WHAT THE EXERCISE ASKS: Output the whole listing exactly, with no pictures.

SUPPLIED DATA:
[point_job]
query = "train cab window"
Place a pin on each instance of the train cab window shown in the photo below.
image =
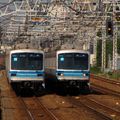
(27, 61)
(75, 61)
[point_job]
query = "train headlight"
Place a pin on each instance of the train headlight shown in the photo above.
(60, 74)
(13, 74)
(84, 75)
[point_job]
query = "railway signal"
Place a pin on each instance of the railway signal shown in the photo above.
(109, 28)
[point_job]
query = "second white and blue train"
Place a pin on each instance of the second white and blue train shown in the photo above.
(25, 68)
(68, 68)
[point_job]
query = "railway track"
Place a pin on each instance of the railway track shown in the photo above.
(113, 82)
(104, 90)
(36, 110)
(103, 111)
(105, 86)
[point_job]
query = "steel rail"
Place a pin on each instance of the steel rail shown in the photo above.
(26, 108)
(82, 103)
(46, 110)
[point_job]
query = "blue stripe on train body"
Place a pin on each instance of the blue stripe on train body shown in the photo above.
(26, 74)
(73, 74)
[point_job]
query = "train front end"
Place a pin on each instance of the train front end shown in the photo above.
(26, 69)
(73, 68)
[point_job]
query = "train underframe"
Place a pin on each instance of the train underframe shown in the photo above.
(35, 85)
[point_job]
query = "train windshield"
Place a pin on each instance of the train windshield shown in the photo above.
(27, 61)
(73, 61)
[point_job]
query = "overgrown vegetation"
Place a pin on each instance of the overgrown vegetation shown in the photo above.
(109, 53)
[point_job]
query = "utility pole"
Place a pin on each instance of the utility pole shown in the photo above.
(114, 66)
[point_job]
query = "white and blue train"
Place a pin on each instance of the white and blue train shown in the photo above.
(68, 68)
(25, 68)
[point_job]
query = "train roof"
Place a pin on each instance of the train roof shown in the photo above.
(72, 50)
(26, 50)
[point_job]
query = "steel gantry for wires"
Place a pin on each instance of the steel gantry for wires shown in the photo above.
(51, 20)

RESPONSE TO THIS EXERCISE:
[point_job]
query = "train cab window"
Place a pin on each instance of the train cab window shown in the photo below.
image =
(27, 61)
(75, 61)
[point_job]
query = "train headlight"
Place a pin on each instance of the train headlight shown in the photo above.
(60, 74)
(13, 74)
(84, 75)
[point_job]
query = "railway signal"
Place a pin on each instance of the railway signal shown in the photo above.
(109, 28)
[point_job]
query = "second white and blue train"
Place a pin on each instance of the second white and blue train shown in the photo above.
(25, 68)
(68, 68)
[point_job]
query = "railway track"
Place a pin on each instance of the railway track shown in the photo above.
(113, 82)
(104, 90)
(36, 110)
(103, 111)
(105, 86)
[point_job]
query = "steel rail"
Place a pin on each instance of the steel rail shown in the photo above.
(26, 108)
(82, 103)
(46, 110)
[point_job]
query = "blue stripe on train body"
Place a pin on each instance of the blue stripe on train body shown in the photo above.
(26, 74)
(73, 74)
[point_job]
query = "train front end"
Place a pin on each instance of the train front end shown in the photo above.
(26, 69)
(73, 68)
[point_job]
query = "train underframe"
Place a pin on each instance of the train underframe shown in the photo above.
(35, 85)
[point_job]
query = "train windshield"
Place a pin on each instance of the train windshield shown in the photo above.
(27, 61)
(73, 61)
[point_job]
query = "overgrown vegetation"
Place a pin on each instance of the overgrown vegetation shown in the photo above.
(109, 53)
[point_job]
query = "utility pole"
Place a pin on each instance of the utility pole shown in the photo above.
(114, 66)
[point_job]
query = "white and blue train"
Place a pin on each instance of the white and blue train shown in the photo above.
(68, 68)
(25, 68)
[point_job]
query = "train roof"
Place a pin on each instance of the train roof shown in the photo above.
(72, 50)
(26, 50)
[point_job]
query = "steel gantry for wires"
Place a pin on each instance of the steel gantry for wires shown in the photo above.
(51, 20)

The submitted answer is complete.